WHAT NEEDS TO BE DONE
Retype each entry below exactly. Do not carry any image over.

[Extracted records]
····················
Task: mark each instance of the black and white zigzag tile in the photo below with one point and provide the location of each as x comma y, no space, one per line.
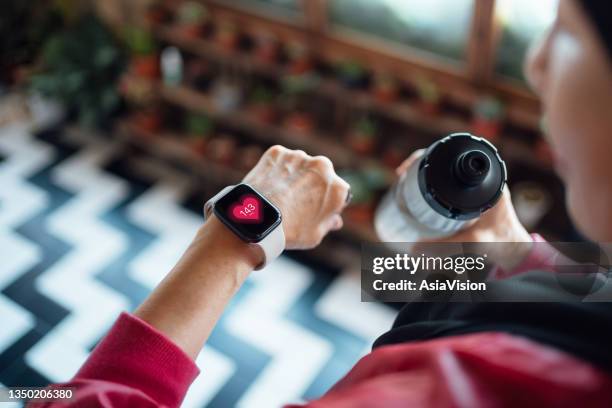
87,230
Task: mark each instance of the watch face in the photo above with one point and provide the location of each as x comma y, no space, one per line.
247,213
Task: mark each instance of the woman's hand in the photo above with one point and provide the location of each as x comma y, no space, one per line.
499,224
306,189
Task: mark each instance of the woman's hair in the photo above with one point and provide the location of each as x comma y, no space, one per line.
600,13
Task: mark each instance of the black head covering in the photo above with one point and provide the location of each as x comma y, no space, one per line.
600,13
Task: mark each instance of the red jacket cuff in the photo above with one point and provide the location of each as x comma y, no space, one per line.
137,355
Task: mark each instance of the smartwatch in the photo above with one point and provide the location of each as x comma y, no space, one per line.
250,216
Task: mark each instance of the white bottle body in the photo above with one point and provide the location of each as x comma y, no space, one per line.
404,215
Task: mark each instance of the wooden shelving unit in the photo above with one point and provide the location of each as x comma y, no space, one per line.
172,148
401,111
270,134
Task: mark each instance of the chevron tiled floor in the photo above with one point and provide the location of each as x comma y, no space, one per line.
86,231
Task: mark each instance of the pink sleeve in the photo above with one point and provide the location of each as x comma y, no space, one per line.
542,257
133,366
····················
ANSWER AREA
Task: mark each instance of the black and white zigzag tile in the photo below with one point and provide the location of each as x comma y, no space, one per line.
87,230
Task: mark each instance of the watch face in the photo above with one point and provide the location of each as x comma y, no space, one per line.
247,213
Task: mark each instance of the woman's hand in the photo above with one point and provide the location of each as x comma y, no space, one per line.
499,224
306,189
Task: mark each instance of the woman's hair in the photo above with one point and provide the location of each as x comma y, no space, one per line.
600,13
Task: mark each instance of the black head covering in the photo above with one point and provide the location of each as x comma y, no space, one per line.
600,13
Task: mark each instance of the red jacket cuff in the photo above with one point and provide the location of each as x comma y, no space, one per line.
137,355
Task: mark each instance of the smartwatch in the photo above with one point and provide the location of each as x comma y, no space, one per line.
250,216
Task: mark each instance of the white bottle body in the photo above with one point and provide the location of each as x comma y, no space, one per line.
404,215
Task: mark each instance of the wooden shelving unit in the photo above with one point and provide the location of each as x comma y, no space, one per line.
172,148
401,111
270,134
Task: mark each instance of the chevron tiled floor in the photo above with one point and provide the location of each as x comma y, no space, one per line.
86,231
Task: mark each instance of the pink sleeve in the photo above with one point and provide the location of each as x comma y, no space, one per line.
542,257
133,366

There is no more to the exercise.